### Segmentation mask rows
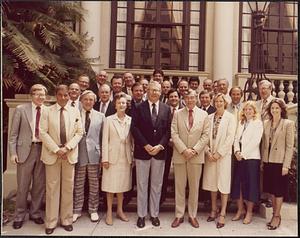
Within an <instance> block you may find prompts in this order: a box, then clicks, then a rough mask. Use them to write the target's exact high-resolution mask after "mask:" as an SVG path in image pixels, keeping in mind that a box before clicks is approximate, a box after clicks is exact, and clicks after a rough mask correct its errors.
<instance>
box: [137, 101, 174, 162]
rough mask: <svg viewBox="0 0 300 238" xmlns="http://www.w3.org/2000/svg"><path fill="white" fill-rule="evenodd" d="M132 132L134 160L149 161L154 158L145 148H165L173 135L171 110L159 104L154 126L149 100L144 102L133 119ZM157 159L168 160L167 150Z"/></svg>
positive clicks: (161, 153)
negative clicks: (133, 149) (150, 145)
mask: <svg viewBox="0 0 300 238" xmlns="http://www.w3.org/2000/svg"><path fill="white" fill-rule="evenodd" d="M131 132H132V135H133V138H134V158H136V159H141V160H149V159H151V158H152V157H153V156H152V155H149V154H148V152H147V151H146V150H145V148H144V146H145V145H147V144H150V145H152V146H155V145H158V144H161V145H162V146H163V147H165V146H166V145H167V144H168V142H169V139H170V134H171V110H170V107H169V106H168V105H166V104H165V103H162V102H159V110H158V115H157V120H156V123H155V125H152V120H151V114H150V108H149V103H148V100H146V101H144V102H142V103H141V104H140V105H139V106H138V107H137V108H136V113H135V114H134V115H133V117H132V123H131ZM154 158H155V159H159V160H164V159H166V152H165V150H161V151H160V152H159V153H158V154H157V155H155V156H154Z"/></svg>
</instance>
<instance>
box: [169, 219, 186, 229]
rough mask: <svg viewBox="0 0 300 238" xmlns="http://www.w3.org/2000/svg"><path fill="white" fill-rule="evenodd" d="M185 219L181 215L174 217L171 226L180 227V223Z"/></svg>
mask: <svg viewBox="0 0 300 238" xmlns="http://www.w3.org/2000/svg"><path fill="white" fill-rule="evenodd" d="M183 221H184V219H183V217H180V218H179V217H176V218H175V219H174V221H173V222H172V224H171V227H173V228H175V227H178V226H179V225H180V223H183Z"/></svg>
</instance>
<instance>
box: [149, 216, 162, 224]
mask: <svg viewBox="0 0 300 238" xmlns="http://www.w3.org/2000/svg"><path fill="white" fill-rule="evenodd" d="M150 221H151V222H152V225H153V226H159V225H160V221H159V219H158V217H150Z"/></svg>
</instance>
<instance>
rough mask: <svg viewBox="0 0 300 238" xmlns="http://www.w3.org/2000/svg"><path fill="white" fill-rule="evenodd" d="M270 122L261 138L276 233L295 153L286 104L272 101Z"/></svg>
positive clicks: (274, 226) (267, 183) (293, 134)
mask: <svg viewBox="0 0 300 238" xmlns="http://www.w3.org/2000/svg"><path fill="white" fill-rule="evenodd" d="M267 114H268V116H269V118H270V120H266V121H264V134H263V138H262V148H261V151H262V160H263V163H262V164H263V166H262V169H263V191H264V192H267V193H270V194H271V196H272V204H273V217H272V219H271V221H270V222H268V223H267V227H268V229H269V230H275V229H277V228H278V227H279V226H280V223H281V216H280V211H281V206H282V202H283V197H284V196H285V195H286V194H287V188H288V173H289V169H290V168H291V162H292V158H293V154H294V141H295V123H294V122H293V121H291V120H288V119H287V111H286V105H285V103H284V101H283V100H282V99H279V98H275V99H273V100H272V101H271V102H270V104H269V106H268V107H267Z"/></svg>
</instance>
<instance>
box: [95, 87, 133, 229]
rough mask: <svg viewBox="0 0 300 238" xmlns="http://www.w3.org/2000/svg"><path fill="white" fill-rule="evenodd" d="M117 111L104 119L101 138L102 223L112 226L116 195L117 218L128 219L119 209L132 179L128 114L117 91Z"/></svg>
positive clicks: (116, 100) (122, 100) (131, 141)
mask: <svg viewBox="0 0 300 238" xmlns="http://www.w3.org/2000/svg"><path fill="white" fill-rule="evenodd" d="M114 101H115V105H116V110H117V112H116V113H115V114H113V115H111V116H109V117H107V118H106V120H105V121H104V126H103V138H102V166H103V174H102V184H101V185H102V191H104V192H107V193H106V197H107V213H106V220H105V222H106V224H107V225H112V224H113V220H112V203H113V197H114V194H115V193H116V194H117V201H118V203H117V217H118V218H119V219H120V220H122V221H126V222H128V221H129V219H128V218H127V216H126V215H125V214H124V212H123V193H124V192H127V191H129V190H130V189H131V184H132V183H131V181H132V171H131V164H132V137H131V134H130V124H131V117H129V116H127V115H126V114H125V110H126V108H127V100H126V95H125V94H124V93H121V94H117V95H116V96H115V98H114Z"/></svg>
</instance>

### Work instructions
Copy out every row above with each "rough mask" changed to "coarse mask" and nothing else altered. Omit the pictures from your copy.

### Solution below
Within an <instance> block you may find prompts in this order: a box, then clicks, then a coarse mask. Use them to write the target's exact high-resolution mask after "mask:" as an SVG path in image pixels, keeping in mind that a box before clicks is approximate, a box after clicks is exact, and clicks after a coarse mask correct its errors.
<instance>
box: [137, 101, 174, 162]
coarse mask: <svg viewBox="0 0 300 238" xmlns="http://www.w3.org/2000/svg"><path fill="white" fill-rule="evenodd" d="M132 132L134 160L149 161L154 158L145 148H165L173 135L171 110L159 104L154 126L149 100L144 102L133 119ZM157 159L168 160L167 150Z"/></svg>
positive clicks: (161, 153)
negative clicks: (133, 149) (150, 145)
mask: <svg viewBox="0 0 300 238" xmlns="http://www.w3.org/2000/svg"><path fill="white" fill-rule="evenodd" d="M131 132H132V135H133V138H134V158H136V159H141V160H149V159H151V158H152V157H153V156H152V155H149V154H148V152H147V151H146V150H145V148H144V146H145V145H147V144H150V145H152V146H155V145H158V144H161V145H162V146H163V147H165V146H166V145H167V144H168V142H169V139H170V134H171V110H170V107H169V106H168V105H166V104H165V103H162V102H159V110H158V115H157V120H156V123H155V125H152V120H151V114H150V108H149V103H148V100H146V101H144V102H142V103H141V104H140V105H139V106H138V107H137V108H136V113H135V114H134V115H133V117H132V123H131ZM154 158H155V159H159V160H164V159H166V152H165V150H161V151H160V152H159V153H158V154H157V155H155V156H154Z"/></svg>
</instance>
<instance>
box: [169, 219, 186, 229]
coarse mask: <svg viewBox="0 0 300 238" xmlns="http://www.w3.org/2000/svg"><path fill="white" fill-rule="evenodd" d="M185 219L181 215L174 217L171 226L180 227V223Z"/></svg>
mask: <svg viewBox="0 0 300 238" xmlns="http://www.w3.org/2000/svg"><path fill="white" fill-rule="evenodd" d="M183 221H184V219H183V217H180V218H179V217H176V218H175V219H174V221H173V222H172V224H171V227H173V228H175V227H178V226H179V225H180V223H183Z"/></svg>
</instance>
<instance>
box: [149, 216, 162, 224]
mask: <svg viewBox="0 0 300 238" xmlns="http://www.w3.org/2000/svg"><path fill="white" fill-rule="evenodd" d="M150 221H151V222H152V225H153V226H159V225H160V221H159V219H158V217H150Z"/></svg>
</instance>
<instance>
coarse mask: <svg viewBox="0 0 300 238" xmlns="http://www.w3.org/2000/svg"><path fill="white" fill-rule="evenodd" d="M270 122L261 138L276 233L295 153L286 104L272 101Z"/></svg>
positive clicks: (274, 226) (267, 183) (293, 134)
mask: <svg viewBox="0 0 300 238" xmlns="http://www.w3.org/2000/svg"><path fill="white" fill-rule="evenodd" d="M267 114H268V116H269V118H270V120H266V121H264V134H263V138H262V148H261V151H262V160H263V163H262V164H263V166H262V169H263V191H264V192H267V193H270V194H271V196H272V204H273V217H272V219H271V221H270V222H268V223H267V227H268V229H269V230H275V229H277V228H278V227H279V226H280V223H281V216H280V211H281V206H282V202H283V197H284V196H285V195H286V194H287V188H288V173H289V169H290V168H291V162H292V158H293V154H294V141H295V123H294V122H293V121H291V120H288V119H287V111H286V105H285V103H284V101H283V100H282V99H279V98H275V99H273V100H272V101H271V102H270V104H269V106H268V107H267Z"/></svg>
</instance>
<instance>
box: [95, 87, 133, 229]
coarse mask: <svg viewBox="0 0 300 238" xmlns="http://www.w3.org/2000/svg"><path fill="white" fill-rule="evenodd" d="M117 111L104 119L101 138L102 223L112 226L116 195L117 218L128 219L119 209L132 179L128 114L117 91Z"/></svg>
positive clicks: (116, 100) (122, 100) (131, 141)
mask: <svg viewBox="0 0 300 238" xmlns="http://www.w3.org/2000/svg"><path fill="white" fill-rule="evenodd" d="M114 101H115V105H116V110H117V112H116V113H115V114H113V115H111V116H109V117H107V118H106V120H105V121H104V126H103V138H102V166H103V174H102V184H101V185H102V191H104V192H107V193H106V197H107V213H106V220H105V222H106V224H107V225H112V224H113V220H112V203H113V197H114V194H115V193H116V194H117V201H118V203H117V217H118V218H119V219H120V220H122V221H126V222H128V221H129V219H128V218H127V216H126V215H125V214H124V212H123V193H124V192H127V191H129V190H130V189H131V184H132V183H131V181H132V171H131V164H132V137H131V134H130V124H131V117H129V116H127V115H126V114H125V110H126V108H127V100H126V95H125V94H124V93H121V94H117V95H116V96H115V98H114Z"/></svg>
</instance>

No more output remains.